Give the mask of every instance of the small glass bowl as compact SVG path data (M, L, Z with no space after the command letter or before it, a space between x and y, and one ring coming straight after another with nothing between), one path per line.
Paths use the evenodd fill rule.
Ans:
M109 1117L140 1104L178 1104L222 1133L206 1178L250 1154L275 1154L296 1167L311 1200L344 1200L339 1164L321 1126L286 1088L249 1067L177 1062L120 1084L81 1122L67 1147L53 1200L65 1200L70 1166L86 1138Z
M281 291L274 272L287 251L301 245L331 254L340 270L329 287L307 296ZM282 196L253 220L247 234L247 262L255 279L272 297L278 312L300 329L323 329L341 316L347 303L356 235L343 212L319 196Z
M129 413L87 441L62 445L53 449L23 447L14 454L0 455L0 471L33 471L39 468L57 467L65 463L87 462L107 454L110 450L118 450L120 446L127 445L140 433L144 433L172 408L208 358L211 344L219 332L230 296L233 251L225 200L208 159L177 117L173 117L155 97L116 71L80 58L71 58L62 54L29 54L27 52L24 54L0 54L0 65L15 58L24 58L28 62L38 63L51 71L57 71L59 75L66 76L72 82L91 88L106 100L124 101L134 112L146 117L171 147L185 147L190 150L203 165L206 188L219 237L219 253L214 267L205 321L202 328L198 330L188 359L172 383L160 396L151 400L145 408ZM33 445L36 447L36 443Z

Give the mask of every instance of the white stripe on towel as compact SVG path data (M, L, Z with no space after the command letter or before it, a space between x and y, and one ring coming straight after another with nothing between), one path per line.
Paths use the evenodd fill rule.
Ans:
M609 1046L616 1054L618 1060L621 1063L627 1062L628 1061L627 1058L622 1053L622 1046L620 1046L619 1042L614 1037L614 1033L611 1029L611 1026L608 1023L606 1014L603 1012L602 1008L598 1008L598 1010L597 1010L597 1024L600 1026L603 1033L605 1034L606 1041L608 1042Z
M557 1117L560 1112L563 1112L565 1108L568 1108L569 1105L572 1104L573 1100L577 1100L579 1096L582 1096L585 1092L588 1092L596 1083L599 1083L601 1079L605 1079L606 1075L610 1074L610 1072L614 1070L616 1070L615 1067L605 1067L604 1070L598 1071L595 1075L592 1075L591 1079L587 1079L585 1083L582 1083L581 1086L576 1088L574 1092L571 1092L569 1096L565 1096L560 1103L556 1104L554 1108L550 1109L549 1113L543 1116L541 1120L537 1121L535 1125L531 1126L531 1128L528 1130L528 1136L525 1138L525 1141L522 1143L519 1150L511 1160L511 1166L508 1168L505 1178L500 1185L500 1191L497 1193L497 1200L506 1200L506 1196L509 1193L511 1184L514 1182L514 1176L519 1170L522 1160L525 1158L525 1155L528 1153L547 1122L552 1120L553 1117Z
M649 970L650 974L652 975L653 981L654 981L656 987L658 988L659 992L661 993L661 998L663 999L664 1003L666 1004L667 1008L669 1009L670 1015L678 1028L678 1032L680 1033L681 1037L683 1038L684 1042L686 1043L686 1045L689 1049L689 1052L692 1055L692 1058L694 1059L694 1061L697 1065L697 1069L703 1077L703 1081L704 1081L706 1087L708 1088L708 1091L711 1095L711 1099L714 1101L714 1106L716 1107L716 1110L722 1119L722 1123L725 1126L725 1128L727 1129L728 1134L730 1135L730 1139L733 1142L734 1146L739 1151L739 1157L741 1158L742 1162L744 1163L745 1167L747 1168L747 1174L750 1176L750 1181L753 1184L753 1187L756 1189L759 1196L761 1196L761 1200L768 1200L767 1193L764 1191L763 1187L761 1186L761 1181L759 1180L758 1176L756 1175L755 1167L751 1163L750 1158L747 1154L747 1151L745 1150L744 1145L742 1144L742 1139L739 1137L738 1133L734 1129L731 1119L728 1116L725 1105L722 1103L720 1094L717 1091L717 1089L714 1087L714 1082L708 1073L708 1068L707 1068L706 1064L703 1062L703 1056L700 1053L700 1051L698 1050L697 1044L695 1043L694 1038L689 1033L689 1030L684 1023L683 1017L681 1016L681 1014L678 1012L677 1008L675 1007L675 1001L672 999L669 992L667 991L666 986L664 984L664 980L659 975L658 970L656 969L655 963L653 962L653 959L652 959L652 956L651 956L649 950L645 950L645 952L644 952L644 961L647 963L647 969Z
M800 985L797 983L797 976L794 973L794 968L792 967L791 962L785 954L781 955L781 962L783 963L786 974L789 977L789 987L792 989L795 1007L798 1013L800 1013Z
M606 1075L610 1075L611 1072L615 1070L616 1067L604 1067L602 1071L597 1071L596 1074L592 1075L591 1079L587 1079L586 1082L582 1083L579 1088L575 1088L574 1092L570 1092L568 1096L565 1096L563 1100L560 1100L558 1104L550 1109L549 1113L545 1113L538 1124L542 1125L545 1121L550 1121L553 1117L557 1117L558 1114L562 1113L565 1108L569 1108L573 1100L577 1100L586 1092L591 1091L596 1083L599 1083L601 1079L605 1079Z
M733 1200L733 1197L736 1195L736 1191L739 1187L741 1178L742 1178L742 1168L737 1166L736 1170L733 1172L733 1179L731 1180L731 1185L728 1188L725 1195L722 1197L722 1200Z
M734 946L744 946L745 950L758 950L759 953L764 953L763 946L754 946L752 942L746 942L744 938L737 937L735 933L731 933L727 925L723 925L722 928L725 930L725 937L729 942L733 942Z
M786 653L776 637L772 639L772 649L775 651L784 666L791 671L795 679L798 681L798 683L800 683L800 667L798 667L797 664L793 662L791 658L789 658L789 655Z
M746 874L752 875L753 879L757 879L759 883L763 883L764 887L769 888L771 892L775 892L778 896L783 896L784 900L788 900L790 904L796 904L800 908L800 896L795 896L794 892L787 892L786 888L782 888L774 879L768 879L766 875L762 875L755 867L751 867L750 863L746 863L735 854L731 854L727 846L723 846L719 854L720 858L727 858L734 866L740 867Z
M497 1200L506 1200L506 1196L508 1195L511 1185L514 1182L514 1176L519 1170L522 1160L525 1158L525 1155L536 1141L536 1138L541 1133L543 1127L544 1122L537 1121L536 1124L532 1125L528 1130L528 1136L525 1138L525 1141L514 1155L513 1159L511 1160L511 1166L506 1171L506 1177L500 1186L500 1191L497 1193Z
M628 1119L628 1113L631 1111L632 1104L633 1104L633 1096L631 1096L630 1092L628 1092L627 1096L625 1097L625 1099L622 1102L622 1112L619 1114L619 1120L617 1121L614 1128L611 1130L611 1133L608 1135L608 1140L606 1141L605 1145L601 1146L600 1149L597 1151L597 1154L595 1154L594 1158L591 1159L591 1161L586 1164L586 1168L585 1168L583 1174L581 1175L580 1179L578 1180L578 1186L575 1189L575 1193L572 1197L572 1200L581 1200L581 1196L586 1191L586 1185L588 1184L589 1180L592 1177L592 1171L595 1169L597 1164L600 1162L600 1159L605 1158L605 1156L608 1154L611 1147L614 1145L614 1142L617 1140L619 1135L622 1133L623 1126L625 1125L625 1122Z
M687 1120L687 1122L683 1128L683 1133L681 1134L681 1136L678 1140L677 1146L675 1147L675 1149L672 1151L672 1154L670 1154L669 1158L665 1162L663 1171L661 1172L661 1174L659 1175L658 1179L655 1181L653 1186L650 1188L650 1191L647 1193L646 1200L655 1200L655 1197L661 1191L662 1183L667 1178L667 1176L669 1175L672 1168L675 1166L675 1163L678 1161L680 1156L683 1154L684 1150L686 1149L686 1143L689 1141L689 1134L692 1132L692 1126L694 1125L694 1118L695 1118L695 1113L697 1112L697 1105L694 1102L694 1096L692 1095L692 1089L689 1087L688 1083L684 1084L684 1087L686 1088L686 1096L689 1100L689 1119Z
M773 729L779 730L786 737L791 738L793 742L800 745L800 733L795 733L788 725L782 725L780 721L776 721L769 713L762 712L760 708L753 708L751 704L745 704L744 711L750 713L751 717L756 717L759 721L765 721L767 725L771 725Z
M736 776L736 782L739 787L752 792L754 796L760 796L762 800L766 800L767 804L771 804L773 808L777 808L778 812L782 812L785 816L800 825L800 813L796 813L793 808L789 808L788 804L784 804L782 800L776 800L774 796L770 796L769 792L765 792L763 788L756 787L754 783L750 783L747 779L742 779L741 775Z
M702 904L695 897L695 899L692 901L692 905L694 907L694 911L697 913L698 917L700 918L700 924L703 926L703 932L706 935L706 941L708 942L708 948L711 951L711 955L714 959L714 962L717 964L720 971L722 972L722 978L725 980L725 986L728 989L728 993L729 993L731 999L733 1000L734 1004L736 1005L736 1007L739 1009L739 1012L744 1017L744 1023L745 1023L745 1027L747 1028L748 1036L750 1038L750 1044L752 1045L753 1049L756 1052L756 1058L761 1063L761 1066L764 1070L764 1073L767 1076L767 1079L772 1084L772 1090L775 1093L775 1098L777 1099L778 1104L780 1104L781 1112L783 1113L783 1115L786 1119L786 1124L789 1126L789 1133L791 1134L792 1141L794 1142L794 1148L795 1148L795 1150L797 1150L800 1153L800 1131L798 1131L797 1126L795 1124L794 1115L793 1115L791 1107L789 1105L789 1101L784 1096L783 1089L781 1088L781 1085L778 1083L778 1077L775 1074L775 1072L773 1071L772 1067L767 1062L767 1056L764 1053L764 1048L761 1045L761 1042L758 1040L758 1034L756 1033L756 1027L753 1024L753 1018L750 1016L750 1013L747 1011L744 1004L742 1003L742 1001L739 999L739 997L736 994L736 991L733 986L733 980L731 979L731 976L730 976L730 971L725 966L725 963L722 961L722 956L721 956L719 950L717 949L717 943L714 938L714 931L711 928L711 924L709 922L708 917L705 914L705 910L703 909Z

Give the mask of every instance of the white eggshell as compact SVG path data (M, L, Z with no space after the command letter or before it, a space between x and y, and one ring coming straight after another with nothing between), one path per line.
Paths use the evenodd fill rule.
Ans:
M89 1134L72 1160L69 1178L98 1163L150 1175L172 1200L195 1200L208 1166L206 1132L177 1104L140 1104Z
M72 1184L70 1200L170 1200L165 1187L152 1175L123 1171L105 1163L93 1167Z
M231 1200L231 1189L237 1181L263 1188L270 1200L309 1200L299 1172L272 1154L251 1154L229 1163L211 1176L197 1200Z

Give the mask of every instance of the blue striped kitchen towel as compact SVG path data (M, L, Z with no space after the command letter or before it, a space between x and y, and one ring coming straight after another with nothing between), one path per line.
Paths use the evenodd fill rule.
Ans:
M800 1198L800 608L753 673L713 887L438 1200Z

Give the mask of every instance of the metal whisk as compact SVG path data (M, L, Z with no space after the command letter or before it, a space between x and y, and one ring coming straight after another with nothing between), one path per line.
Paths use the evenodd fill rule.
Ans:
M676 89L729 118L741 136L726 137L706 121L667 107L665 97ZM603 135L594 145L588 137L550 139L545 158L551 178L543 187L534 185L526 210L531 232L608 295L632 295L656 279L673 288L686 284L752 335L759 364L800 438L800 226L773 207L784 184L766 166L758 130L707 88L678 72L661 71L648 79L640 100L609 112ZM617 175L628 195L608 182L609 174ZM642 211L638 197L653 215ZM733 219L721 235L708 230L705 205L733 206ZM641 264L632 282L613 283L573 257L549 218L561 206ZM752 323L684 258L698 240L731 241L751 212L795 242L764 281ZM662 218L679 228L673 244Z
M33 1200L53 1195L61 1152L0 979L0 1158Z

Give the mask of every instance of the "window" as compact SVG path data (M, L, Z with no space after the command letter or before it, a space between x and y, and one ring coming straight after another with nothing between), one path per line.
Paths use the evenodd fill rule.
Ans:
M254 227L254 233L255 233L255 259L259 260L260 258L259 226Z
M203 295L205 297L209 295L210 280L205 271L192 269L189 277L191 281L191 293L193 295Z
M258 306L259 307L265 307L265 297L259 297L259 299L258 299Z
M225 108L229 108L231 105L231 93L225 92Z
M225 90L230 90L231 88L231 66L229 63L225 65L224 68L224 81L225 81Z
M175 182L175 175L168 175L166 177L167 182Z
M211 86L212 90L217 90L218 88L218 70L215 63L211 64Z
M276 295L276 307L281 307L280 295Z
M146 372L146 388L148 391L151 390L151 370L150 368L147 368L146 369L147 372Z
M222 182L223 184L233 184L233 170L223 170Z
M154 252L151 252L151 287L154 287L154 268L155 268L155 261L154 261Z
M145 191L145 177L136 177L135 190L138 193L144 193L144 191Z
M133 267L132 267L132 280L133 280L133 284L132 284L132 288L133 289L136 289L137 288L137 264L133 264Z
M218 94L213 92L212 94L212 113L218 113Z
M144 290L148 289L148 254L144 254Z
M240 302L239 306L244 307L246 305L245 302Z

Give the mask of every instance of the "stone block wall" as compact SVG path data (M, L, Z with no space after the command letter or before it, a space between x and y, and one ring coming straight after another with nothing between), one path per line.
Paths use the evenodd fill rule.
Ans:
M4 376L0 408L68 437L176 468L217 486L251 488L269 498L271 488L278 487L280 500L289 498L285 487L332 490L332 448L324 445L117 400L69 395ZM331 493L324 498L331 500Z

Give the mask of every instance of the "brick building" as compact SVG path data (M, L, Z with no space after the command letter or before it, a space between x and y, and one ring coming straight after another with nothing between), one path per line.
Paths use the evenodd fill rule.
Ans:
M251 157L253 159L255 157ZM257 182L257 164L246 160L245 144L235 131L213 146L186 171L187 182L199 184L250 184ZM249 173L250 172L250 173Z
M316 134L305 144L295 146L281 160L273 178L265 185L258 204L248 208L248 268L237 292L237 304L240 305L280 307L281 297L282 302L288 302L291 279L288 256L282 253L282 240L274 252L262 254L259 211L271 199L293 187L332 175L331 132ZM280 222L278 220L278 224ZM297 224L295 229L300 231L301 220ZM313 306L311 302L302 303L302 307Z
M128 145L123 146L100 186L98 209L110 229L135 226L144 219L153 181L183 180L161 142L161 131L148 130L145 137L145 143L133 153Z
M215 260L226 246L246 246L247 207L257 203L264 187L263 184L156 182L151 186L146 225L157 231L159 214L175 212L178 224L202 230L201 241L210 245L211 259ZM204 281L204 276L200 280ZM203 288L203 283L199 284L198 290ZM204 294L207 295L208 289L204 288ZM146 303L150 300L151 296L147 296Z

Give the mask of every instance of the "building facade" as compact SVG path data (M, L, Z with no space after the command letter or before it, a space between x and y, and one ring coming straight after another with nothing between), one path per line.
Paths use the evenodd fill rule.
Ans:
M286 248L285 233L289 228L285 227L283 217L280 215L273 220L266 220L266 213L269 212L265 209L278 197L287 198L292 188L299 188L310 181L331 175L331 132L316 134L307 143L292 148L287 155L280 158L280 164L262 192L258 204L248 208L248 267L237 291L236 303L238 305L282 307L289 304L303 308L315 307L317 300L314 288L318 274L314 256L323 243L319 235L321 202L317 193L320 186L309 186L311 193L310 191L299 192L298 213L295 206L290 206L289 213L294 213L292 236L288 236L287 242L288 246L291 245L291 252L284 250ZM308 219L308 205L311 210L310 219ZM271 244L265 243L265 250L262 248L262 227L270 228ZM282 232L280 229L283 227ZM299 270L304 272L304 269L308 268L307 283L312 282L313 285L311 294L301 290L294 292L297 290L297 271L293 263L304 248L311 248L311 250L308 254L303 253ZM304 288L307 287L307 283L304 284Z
■ ■ ■ ■
- [What the task asks]: Your task is to copy each line of the entries that includes the word "white".

- [Answer for the task]:
Give the mask of every instance of the white stripe on towel as compact SVG path data (M, L, Z with no space after the command letter or before it, a space between x and y, and one ring coming straight after another with nothing between), one path per line.
Give the mask of every instance of the white eggshell as compact SVG path data (M, L, Z with no space after the command letter or before it, a space between x and y, and one ring coming straight after another with nothing between), one path per line.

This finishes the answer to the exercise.